(Provided records)
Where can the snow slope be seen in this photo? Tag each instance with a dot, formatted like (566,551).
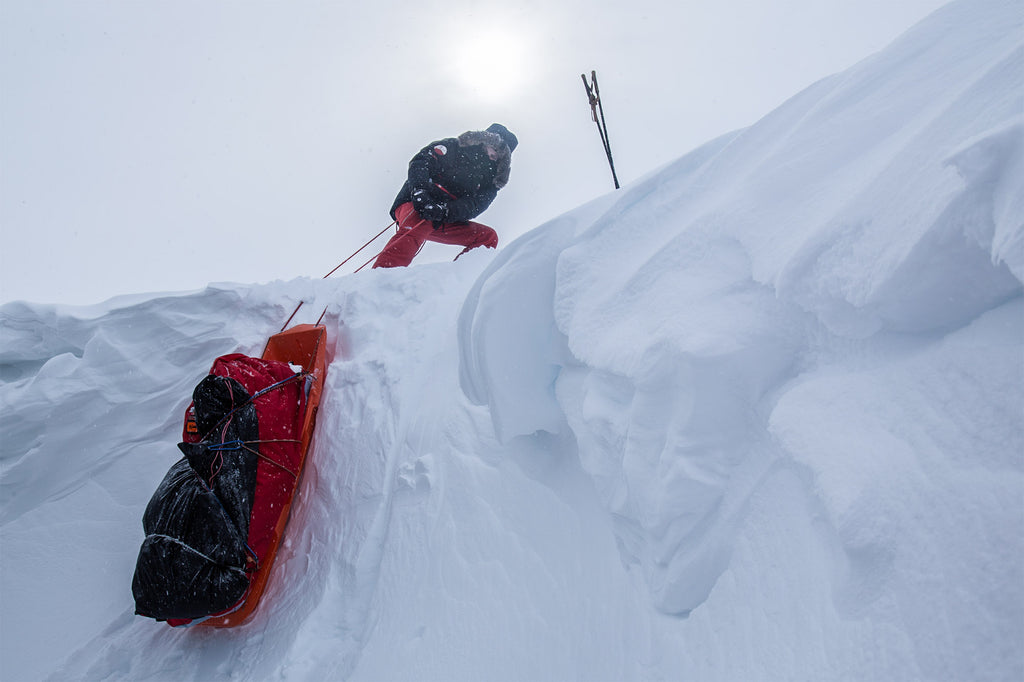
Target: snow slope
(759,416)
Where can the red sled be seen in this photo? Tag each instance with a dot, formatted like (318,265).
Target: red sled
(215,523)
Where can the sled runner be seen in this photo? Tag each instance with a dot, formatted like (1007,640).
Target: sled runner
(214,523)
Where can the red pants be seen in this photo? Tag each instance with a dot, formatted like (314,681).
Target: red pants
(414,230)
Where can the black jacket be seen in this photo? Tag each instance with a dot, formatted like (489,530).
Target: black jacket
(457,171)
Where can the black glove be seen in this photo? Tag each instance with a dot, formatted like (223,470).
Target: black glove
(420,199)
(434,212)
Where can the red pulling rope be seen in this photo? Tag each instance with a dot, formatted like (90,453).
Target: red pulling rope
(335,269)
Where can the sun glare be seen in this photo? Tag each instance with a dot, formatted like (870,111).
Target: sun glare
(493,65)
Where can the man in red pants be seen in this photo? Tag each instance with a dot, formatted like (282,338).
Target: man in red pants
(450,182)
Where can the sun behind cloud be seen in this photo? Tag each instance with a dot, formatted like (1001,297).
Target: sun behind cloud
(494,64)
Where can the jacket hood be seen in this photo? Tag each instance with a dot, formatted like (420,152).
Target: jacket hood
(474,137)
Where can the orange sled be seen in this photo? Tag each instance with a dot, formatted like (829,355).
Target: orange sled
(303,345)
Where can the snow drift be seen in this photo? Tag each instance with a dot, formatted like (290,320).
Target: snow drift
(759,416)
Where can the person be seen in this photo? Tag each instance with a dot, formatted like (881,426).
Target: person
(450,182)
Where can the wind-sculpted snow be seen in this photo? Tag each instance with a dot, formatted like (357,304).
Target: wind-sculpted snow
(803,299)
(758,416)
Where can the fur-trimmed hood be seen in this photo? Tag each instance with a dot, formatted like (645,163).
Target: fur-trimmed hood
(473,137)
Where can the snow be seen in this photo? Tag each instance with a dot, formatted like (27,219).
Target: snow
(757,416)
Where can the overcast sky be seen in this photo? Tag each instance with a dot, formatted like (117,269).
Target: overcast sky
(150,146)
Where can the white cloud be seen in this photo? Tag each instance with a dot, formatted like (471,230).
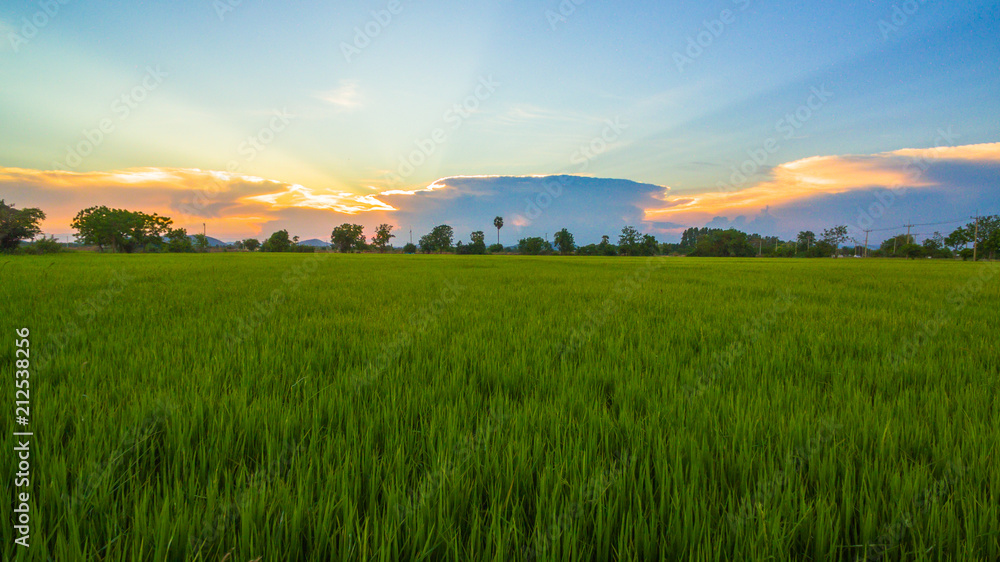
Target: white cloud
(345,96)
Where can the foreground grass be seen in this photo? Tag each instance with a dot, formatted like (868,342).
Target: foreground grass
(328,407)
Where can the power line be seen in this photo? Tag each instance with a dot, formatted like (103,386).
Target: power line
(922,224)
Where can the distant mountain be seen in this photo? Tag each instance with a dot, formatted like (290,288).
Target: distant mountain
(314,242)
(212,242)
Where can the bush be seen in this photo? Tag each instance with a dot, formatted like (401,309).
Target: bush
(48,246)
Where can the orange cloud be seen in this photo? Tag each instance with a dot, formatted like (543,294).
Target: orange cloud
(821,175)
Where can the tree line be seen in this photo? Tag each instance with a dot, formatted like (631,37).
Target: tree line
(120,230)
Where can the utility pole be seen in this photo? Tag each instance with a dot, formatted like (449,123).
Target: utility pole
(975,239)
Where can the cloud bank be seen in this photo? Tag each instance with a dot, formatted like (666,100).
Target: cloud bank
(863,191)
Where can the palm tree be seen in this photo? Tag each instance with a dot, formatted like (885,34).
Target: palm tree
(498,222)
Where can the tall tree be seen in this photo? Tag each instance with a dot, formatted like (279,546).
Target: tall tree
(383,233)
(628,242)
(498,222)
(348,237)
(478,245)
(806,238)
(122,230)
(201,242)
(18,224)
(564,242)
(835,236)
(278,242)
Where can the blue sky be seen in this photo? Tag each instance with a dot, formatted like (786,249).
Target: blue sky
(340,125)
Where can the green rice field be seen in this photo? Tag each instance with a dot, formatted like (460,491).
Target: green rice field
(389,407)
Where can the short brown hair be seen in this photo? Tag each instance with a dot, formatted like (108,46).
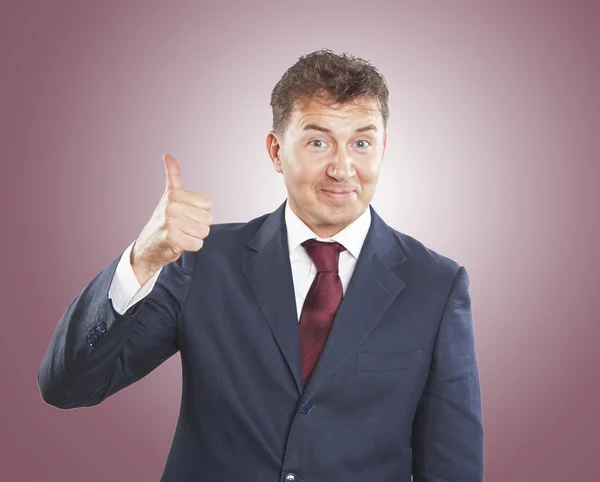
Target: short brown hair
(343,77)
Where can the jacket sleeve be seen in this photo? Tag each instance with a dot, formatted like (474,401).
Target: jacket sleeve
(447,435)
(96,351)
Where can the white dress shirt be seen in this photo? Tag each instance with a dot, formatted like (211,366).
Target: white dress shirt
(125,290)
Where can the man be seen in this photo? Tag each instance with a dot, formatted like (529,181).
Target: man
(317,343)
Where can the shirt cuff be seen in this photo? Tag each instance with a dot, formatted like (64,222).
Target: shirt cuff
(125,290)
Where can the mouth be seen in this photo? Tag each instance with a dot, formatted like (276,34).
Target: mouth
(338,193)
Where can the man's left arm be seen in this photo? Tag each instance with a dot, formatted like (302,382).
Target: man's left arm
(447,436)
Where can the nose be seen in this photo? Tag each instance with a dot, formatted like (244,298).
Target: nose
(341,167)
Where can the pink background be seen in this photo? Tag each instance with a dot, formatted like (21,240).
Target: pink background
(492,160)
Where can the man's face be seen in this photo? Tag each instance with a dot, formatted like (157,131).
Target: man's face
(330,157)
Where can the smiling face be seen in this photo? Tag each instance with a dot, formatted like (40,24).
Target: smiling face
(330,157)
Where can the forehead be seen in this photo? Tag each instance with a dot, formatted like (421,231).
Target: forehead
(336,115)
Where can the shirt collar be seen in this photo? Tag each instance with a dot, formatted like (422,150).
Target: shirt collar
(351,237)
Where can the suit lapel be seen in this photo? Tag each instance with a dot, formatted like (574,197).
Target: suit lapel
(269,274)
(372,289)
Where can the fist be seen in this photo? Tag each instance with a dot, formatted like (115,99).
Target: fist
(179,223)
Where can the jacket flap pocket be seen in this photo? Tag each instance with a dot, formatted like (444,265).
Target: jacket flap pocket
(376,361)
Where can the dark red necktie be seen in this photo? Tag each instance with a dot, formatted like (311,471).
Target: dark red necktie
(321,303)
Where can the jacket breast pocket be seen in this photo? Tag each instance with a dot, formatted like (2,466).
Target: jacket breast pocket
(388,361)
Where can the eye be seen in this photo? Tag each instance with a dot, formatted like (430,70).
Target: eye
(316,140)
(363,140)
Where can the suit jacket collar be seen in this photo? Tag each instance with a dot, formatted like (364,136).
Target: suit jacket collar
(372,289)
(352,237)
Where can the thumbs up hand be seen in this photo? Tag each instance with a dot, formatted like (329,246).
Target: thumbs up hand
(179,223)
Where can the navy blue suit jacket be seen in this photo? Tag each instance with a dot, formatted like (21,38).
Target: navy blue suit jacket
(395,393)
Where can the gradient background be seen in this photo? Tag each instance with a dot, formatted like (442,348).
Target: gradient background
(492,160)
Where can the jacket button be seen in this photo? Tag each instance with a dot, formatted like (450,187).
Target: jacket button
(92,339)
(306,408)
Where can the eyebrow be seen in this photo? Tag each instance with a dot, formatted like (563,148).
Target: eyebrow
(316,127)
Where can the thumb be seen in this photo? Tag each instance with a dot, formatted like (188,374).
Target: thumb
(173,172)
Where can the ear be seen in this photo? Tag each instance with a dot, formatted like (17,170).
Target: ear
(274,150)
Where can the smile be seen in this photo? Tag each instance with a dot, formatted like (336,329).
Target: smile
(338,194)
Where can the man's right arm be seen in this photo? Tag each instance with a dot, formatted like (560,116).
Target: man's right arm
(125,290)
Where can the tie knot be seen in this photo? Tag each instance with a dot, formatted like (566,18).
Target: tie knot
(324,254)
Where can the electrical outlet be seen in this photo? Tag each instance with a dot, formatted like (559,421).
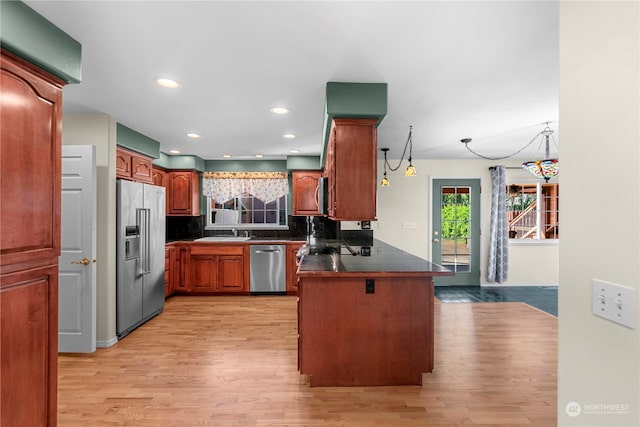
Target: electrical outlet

* * *

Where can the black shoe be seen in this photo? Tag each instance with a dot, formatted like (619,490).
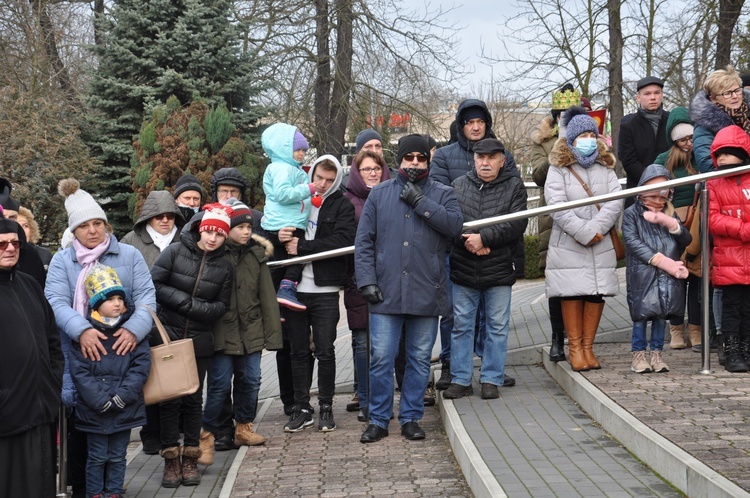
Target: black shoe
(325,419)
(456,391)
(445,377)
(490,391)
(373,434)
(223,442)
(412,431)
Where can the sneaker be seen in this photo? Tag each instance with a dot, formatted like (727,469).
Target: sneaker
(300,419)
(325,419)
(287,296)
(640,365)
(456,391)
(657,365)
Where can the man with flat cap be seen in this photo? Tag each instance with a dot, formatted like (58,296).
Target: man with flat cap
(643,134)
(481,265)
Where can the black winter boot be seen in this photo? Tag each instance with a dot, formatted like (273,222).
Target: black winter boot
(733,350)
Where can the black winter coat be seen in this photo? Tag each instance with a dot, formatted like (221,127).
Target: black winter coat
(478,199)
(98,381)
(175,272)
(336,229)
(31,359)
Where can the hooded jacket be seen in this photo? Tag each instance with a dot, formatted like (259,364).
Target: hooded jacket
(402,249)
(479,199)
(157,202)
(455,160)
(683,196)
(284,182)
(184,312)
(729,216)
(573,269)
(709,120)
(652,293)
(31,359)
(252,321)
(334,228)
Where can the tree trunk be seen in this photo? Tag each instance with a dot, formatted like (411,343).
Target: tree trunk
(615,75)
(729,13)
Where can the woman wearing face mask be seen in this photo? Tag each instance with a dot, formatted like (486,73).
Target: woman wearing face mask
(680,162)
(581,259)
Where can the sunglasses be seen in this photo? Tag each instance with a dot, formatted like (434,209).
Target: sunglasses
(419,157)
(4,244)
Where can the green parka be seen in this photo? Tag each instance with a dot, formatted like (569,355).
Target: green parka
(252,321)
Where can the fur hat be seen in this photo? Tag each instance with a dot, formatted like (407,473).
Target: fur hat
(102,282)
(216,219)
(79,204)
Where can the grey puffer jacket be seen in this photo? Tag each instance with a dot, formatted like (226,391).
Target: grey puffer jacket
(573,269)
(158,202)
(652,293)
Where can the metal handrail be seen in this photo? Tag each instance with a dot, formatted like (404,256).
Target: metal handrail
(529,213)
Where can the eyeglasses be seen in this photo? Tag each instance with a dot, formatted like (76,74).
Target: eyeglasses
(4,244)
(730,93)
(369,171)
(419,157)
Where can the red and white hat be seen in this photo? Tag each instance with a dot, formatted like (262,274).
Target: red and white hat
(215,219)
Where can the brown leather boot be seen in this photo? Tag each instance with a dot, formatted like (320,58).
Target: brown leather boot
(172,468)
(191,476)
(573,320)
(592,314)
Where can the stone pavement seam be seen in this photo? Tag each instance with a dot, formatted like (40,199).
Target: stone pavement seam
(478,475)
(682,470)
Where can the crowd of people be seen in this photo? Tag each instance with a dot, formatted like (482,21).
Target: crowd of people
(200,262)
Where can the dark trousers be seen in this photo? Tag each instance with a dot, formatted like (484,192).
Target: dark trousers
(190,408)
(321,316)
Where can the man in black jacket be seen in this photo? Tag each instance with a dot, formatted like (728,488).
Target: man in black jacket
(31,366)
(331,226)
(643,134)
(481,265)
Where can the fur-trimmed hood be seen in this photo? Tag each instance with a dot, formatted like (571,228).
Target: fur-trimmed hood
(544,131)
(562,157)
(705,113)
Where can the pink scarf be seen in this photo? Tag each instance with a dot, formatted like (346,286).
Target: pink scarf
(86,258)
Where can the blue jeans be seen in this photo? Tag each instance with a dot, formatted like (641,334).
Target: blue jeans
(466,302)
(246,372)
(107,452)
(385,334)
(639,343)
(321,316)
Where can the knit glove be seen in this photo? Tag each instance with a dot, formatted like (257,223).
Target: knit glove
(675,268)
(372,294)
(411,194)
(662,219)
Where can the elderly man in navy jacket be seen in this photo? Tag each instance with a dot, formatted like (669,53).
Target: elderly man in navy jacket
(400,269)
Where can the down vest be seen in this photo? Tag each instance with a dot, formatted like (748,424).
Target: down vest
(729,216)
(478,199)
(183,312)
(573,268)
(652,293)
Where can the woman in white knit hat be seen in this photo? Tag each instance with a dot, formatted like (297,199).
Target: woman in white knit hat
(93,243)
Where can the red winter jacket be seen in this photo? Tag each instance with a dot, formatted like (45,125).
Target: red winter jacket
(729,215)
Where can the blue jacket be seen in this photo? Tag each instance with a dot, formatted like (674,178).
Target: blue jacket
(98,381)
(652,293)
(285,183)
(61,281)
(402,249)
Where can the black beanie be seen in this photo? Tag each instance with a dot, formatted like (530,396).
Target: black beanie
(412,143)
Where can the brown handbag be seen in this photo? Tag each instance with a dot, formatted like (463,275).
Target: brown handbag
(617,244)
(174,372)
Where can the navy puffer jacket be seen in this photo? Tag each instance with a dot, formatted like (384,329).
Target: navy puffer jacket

(Instructions for the task)
Could you rewrite the records from the line with "Where can the smile" up to and including the line with "Target: electrical outlet", putting "image" in place of "photo" and changing nothing else? Leave the pictures out of your answer.

(Result for this exercise)
Where can the smile be seen in this image? Tag each instance with a dot, formatted like (336,329).
Target: smile
(338,194)
Where can the man's right arm be seen in this image? Tag each instance with a dot, formatted like (560,116).
Target: man's right arm
(125,290)
Where can the tie knot be seen in this image? Tag each instance with a dot, formatted like (566,18).
Target: tie knot
(324,254)
Where can the electrical outlet be seen in this image? Tag each instance with a dot, formatted like (559,421).
Target: electrical outlet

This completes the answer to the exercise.